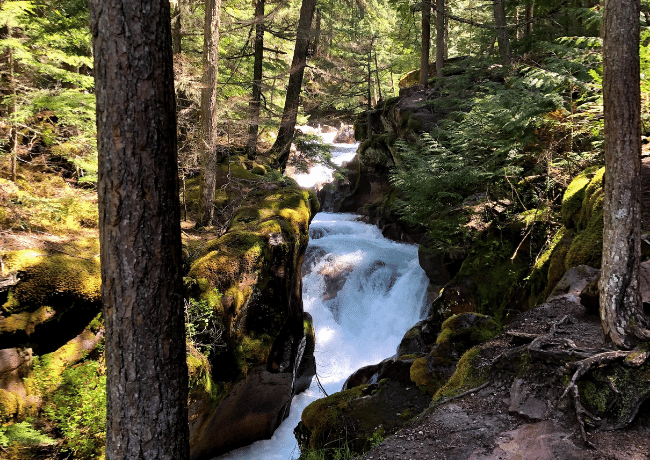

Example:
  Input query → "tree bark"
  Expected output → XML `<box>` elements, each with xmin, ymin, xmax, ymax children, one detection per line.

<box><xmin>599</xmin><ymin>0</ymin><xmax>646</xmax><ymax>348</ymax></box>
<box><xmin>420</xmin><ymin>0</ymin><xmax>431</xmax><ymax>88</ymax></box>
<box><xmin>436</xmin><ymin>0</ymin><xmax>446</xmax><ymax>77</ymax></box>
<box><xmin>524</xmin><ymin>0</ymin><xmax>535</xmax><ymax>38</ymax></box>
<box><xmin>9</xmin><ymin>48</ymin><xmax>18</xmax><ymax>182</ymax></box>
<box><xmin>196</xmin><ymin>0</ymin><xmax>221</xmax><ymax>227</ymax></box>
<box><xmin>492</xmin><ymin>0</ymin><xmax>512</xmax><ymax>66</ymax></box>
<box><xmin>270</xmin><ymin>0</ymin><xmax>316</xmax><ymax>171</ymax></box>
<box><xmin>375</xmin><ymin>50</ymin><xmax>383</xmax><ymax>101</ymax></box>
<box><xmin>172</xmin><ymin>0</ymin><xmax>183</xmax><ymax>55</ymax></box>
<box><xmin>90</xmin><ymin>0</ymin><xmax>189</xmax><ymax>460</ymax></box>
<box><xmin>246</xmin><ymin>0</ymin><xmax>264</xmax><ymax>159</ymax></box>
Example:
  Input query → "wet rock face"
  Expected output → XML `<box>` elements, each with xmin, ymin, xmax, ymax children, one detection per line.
--
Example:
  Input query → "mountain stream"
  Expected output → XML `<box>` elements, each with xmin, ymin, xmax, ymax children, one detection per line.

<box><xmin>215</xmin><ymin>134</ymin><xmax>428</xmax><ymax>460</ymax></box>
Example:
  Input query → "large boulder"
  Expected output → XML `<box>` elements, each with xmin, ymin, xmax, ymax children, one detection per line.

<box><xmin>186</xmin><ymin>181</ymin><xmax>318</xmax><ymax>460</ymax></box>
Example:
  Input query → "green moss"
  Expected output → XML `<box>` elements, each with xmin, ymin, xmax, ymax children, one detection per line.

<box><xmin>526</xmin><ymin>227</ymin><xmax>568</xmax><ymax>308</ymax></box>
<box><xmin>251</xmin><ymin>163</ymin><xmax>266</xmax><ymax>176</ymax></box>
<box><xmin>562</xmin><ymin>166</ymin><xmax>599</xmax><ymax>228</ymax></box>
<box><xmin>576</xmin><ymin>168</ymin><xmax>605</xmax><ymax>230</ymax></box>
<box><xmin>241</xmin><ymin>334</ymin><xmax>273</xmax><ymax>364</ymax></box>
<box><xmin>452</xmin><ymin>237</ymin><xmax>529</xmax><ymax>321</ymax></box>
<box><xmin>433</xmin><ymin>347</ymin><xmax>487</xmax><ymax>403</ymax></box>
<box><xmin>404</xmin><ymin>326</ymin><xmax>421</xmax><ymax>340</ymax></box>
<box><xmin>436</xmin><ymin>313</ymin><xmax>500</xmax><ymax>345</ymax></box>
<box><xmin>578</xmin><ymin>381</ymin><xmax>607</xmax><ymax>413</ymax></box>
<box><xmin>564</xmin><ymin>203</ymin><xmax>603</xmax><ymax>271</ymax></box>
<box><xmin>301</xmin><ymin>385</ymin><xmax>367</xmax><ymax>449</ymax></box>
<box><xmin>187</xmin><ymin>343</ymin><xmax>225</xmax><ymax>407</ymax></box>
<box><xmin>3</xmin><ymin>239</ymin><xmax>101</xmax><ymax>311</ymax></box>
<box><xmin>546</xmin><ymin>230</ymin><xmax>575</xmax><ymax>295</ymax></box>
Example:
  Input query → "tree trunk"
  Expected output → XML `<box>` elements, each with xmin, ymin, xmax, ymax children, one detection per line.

## EXERCISE REQUIREMENTS
Gather every line of the data above that contains the word "tree", and copy each of those lines in full.

## ANSWER
  Input query → "tree bark"
  Input query → "tree trunk"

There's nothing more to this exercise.